(Goal of the exercise)
Repeat exactly the lines of the entries below from the one with "TARGET: blue plastic trash bag" through the one with "TARGET: green cap with logo", both ends included, and nothing else.

(The data)
──────
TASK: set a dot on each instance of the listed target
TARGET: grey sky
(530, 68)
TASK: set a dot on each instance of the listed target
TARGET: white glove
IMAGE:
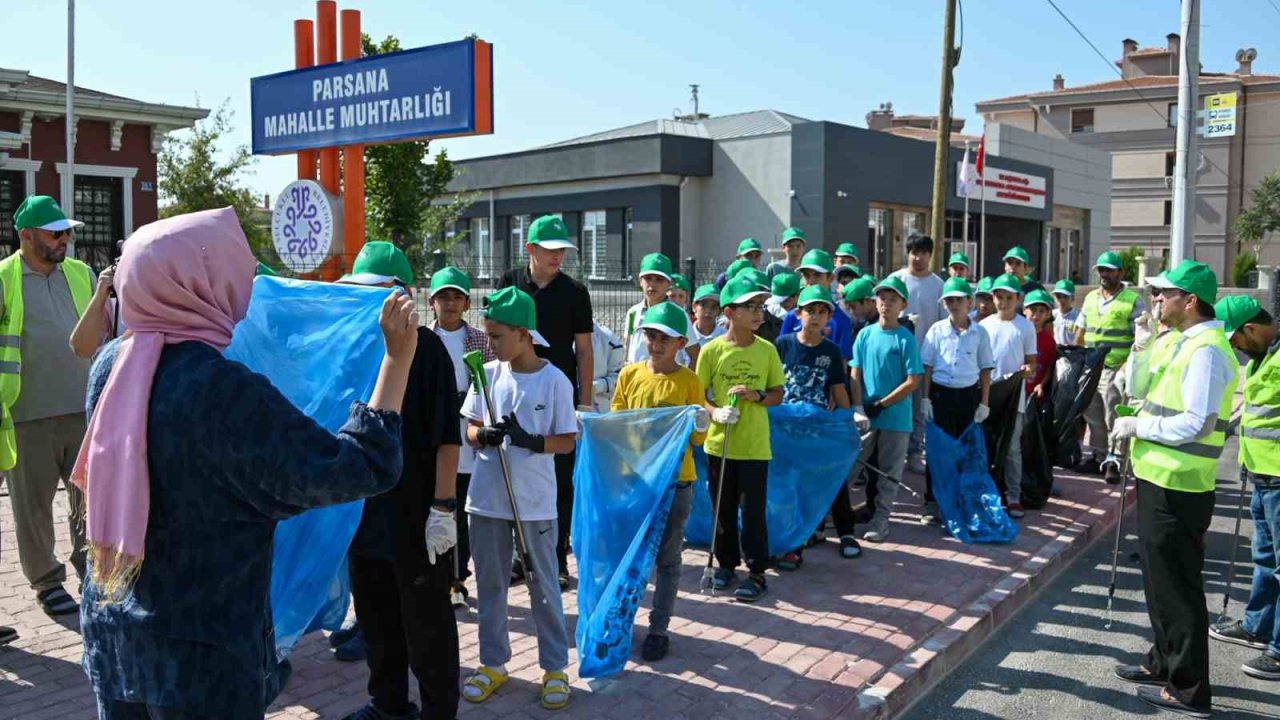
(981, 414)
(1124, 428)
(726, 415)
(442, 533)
──────
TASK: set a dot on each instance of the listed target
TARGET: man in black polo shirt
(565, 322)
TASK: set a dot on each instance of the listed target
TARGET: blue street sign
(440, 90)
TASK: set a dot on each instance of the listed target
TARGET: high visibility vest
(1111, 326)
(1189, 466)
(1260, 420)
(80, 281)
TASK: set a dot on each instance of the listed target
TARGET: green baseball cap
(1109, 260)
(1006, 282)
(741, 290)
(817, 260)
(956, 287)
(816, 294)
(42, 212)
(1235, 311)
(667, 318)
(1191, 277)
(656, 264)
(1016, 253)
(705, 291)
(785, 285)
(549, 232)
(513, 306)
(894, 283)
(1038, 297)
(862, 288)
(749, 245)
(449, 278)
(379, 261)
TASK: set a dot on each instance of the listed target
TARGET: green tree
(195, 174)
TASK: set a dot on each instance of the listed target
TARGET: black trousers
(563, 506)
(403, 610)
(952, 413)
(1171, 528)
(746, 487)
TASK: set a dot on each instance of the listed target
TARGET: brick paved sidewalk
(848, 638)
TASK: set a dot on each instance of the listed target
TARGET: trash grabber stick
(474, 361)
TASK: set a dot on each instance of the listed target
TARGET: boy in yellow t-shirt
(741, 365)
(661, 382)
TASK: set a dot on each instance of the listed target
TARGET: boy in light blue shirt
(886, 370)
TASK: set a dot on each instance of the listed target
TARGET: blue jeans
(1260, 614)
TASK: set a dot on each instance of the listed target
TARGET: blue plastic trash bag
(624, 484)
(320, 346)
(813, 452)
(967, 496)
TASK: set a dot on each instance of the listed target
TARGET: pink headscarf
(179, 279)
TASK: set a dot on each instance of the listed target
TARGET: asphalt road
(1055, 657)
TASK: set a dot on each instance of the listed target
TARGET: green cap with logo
──────
(Answer below)
TARGET: blue plastic trash bag
(624, 484)
(320, 346)
(813, 452)
(967, 496)
TASK: set a dot on each instance of the listed target
TARGET: pink headscarf
(179, 279)
TASK: set a dot on each instance of the listed target
TARGET: asphalt road
(1055, 657)
TASK: set a dot on each instance of the listed target
TARGET: green cap with logo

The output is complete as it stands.